TRAVAIL À RÉALISER:
Réécrivez l'ensemble des entrées ci-dessous sous forme de liste JSON de chaînes de caractères, à raison d'une chaîne par ligne. Omettez les lignes vides.

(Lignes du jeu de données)
◆ ◆ ◆ ◆

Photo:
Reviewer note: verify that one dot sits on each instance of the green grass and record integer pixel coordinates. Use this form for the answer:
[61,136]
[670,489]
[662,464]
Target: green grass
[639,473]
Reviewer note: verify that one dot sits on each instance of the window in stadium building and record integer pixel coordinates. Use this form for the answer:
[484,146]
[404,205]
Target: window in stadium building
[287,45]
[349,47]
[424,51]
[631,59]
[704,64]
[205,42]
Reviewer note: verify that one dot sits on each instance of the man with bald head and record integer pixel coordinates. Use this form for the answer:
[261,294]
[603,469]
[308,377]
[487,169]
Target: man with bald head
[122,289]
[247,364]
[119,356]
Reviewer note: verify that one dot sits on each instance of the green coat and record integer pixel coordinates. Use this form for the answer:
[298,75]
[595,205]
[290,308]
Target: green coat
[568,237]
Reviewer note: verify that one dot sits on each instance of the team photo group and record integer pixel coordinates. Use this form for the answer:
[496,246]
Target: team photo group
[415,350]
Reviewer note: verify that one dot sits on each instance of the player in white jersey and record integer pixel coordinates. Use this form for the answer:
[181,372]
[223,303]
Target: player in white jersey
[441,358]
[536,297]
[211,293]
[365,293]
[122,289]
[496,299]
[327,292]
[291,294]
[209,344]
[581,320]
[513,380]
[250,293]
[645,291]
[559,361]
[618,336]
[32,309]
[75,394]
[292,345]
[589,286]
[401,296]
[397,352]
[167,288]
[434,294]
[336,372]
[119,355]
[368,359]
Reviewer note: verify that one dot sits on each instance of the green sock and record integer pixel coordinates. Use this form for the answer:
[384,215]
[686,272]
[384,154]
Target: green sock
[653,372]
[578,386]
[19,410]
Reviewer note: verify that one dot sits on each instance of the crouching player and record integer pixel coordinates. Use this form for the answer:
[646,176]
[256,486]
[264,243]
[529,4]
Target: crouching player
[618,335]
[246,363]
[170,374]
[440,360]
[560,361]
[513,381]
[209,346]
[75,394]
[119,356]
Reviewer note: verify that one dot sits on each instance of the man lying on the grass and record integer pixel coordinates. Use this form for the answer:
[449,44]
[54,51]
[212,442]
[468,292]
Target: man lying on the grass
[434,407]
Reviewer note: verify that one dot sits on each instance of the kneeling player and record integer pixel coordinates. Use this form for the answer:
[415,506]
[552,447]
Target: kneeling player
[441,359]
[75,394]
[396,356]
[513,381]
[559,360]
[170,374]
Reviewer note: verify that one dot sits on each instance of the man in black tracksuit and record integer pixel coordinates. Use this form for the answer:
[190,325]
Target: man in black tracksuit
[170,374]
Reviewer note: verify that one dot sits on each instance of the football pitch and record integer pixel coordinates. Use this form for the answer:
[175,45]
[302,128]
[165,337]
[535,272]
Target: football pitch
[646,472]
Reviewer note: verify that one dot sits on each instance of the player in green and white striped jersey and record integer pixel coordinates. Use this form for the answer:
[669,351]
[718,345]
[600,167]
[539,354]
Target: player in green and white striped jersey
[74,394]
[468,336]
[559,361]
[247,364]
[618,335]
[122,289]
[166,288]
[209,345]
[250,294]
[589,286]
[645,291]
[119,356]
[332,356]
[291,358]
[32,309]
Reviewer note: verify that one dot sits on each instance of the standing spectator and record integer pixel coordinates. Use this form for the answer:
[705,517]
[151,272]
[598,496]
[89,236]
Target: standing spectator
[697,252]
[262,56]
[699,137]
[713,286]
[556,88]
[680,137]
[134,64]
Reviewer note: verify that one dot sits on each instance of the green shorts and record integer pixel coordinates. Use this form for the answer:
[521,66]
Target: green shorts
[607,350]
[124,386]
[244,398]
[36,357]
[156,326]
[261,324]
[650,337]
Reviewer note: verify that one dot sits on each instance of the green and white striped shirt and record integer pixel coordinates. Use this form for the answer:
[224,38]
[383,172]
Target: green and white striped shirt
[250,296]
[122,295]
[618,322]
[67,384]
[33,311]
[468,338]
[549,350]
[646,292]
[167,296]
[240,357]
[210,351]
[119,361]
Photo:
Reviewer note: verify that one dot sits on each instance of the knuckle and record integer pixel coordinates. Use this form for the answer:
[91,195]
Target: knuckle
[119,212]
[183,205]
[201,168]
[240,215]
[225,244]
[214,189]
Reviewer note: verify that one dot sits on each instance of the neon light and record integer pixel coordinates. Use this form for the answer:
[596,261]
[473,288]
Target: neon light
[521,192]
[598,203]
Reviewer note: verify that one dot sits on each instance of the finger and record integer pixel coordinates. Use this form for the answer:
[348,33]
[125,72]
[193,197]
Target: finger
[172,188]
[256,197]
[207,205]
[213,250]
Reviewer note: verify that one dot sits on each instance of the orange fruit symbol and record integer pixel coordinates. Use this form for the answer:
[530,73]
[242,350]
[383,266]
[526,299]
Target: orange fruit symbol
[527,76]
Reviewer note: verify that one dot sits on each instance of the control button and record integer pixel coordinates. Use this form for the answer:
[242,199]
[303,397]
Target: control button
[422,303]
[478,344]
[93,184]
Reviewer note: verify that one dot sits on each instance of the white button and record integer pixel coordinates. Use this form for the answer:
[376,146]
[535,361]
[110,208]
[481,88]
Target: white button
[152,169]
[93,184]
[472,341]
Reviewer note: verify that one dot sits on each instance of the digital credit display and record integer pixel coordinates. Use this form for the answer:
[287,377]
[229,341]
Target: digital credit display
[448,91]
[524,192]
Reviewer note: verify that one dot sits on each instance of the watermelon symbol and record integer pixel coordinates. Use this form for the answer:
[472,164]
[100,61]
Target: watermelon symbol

◆ ◆ ◆ ◆

CORRIGÉ:
[
  "Photo:",
  "Reviewer note: verify that one dot sits on each instance of the green grass and record integer pixel coordinates. Use this form for the answer:",
  "[61,136]",
  "[670,489]",
  "[662,464]",
  "Target: green grass",
  "[639,473]",
  "Reviewer note: verify that one dot sits on each instance of the window in stadium building and record integer pixel coordinates. Use this form for the answer:",
  "[484,146]",
  "[404,205]",
  "Target: window in stadium building",
  "[287,45]",
  "[349,47]",
  "[424,51]",
  "[631,59]",
  "[704,64]",
  "[205,42]",
  "Reviewer note: verify that one dot sits on each instance of the man with bald head and record integer pixel coordinates. Use this form for the answer:",
  "[261,294]",
  "[603,469]",
  "[308,377]",
  "[487,169]",
  "Target: man with bald head",
  "[122,289]",
  "[247,364]",
  "[119,356]",
  "Reviewer note: verify that one dot sits on each instance of the green coat and record integer pixel coordinates. Use this form for the answer:",
  "[298,75]",
  "[595,205]",
  "[290,308]",
  "Target: green coat",
  "[568,237]",
  "Reviewer note: verify that one dot sits on each instance of the team photo group and record integer pixel coordinates. Use this form for the answer:",
  "[496,246]",
  "Target: team photo group",
  "[415,350]",
  "Reviewer note: verify that one dot sits on each instance of the player in white jersey and record integer pixel coordinates. Use this form for the answer:",
  "[181,372]",
  "[223,303]",
  "Target: player in white jersey",
  "[441,358]",
  "[536,297]",
  "[211,293]",
  "[365,293]",
  "[122,289]",
  "[496,299]",
  "[327,292]",
  "[291,294]",
  "[209,344]",
  "[581,320]",
  "[513,380]",
  "[250,293]",
  "[645,291]",
  "[559,361]",
  "[618,336]",
  "[32,309]",
  "[75,394]",
  "[292,345]",
  "[589,286]",
  "[401,296]",
  "[397,352]",
  "[167,288]",
  "[434,294]",
  "[336,372]",
  "[119,355]",
  "[368,359]",
  "Reviewer note: verify that one dot sits on each instance of the green sock and record integer pixel coordinates. Use this form for the answer:",
  "[384,215]",
  "[686,272]",
  "[384,154]",
  "Target: green sock",
  "[653,372]",
  "[578,386]",
  "[19,410]",
  "Reviewer note: verify that one dot sits on each instance of the crouching player and record integer pixel coordinates. Use this form for the answer:",
  "[646,176]",
  "[256,486]",
  "[264,243]",
  "[529,4]",
  "Target: crouching player",
  "[618,335]",
  "[246,363]",
  "[170,374]",
  "[440,360]",
  "[560,361]",
  "[513,381]",
  "[209,346]",
  "[75,394]",
  "[119,356]",
  "Reviewer note: verify that one dot sits on each instance of the man lying on the grass and record integer pixel coordinates. Use this form for the answer:",
  "[449,44]",
  "[54,51]",
  "[212,442]",
  "[468,292]",
  "Target: man lying on the grass",
  "[434,407]",
  "Reviewer note: verify that one dot sits on each instance of the kneeling player and record integer pixel coordinates. Use this form for the answer:",
  "[415,506]",
  "[552,447]",
  "Target: kneeling player",
  "[441,359]",
  "[75,394]",
  "[396,356]",
  "[513,381]",
  "[559,360]",
  "[170,374]",
  "Reviewer note: verify that one dot sits on each instance of the man in black tracksuit and record integer pixel coordinates. Use this form for the answer:",
  "[190,325]",
  "Target: man in black tracksuit",
  "[170,374]",
  "Reviewer note: verify that one dot sits on each instance of the football pitch and record integer pixel coordinates. Use this form for the answer:",
  "[175,45]",
  "[302,128]",
  "[165,337]",
  "[535,272]",
  "Target: football pitch",
  "[646,472]",
  "Reviewer note: verify that one dot sits on each instance of the player in green and white striped jersey and record integer pixel coordinates. Use this form for the answer:",
  "[669,351]",
  "[718,345]",
  "[600,167]",
  "[539,354]",
  "Target: player in green and white striped jersey",
  "[74,394]",
  "[468,336]",
  "[559,361]",
  "[247,364]",
  "[618,335]",
  "[122,289]",
  "[166,288]",
  "[209,345]",
  "[250,294]",
  "[589,286]",
  "[645,291]",
  "[119,356]",
  "[332,356]",
  "[291,358]",
  "[32,309]",
  "Reviewer note: verify that one dot sits on each instance of the standing spectator and record integer pixel coordinates. Use this form for the answer:",
  "[705,517]",
  "[151,272]",
  "[598,496]",
  "[89,236]",
  "Target: standing spectator",
  "[697,252]",
  "[262,56]",
  "[699,137]",
  "[713,286]",
  "[556,88]",
  "[680,137]",
  "[134,64]",
  "Reviewer note: verify that one dot sits on each instance of the green shorts and record integer pixel coordinates. Use this form for the answer:",
  "[521,66]",
  "Target: green shorts",
  "[607,350]",
  "[124,386]",
  "[244,398]",
  "[36,357]",
  "[156,326]",
  "[261,324]",
  "[650,337]",
  "Reviewer note: verify that one dot sits on each instance of the green and white striped shirt and record integer pixel coordinates. Use this form for the answer:",
  "[224,38]",
  "[383,172]",
  "Target: green and white striped shirt",
  "[250,296]",
  "[122,295]",
  "[618,322]",
  "[67,384]",
  "[33,311]",
  "[468,338]",
  "[549,350]",
  "[646,292]",
  "[167,296]",
  "[240,357]",
  "[210,351]",
  "[119,361]",
  "Photo:",
  "Reviewer note: verify that one dot sits on each instance of the knuckle and record integer pixel coordinates. Use this form for the answer:",
  "[91,195]",
  "Target: knuckle",
  "[119,212]",
  "[183,205]",
  "[201,168]",
  "[240,215]",
  "[225,244]",
  "[214,189]",
  "Reviewer note: verify that one dot sits on each instance of the neon light and record integer pixel coordinates. Use this form for the answer:",
  "[596,261]",
  "[473,288]",
  "Target: neon light",
  "[521,192]",
  "[598,203]",
  "Reviewer note: verify that one dot sits on each instance of the finger and record integer pixel coordinates. Use this form for the answer:",
  "[348,33]",
  "[125,72]",
  "[193,197]",
  "Target: finger",
  "[172,188]",
  "[256,197]",
  "[207,205]",
  "[213,250]",
  "Reviewer note: verify that one dot sits on each instance of the orange fruit symbol and record integer pixel coordinates. Use this form for the answer:",
  "[530,73]",
  "[242,350]",
  "[383,266]",
  "[526,299]",
  "Target: orange fruit symbol",
  "[527,76]",
  "Reviewer note: verify that one dot sits on each instance of the control button and record integer pixel coordinates. Use this form for the answer:",
  "[242,199]",
  "[303,397]",
  "Target: control button",
  "[422,303]",
  "[478,344]",
  "[93,184]",
  "Reviewer note: verify that one dot sits on each instance of the white button and record integer pixel coordinates. Use this form for the answer:",
  "[376,146]",
  "[535,361]",
  "[110,208]",
  "[481,88]",
  "Target: white button",
  "[152,169]",
  "[93,184]",
  "[472,341]",
  "Reviewer note: verify that one dot sits on each instance of the digital credit display and record integer pixel coordinates. Use this form for the answer:",
  "[287,377]",
  "[229,341]",
  "Target: digital credit display",
  "[448,91]",
  "[524,192]",
  "Reviewer note: verify that one dot sits on each instance of the watermelon symbol and record integer pixel coordinates. Use this form for the answer:",
  "[472,164]",
  "[100,61]",
  "Target: watermelon symbol"
]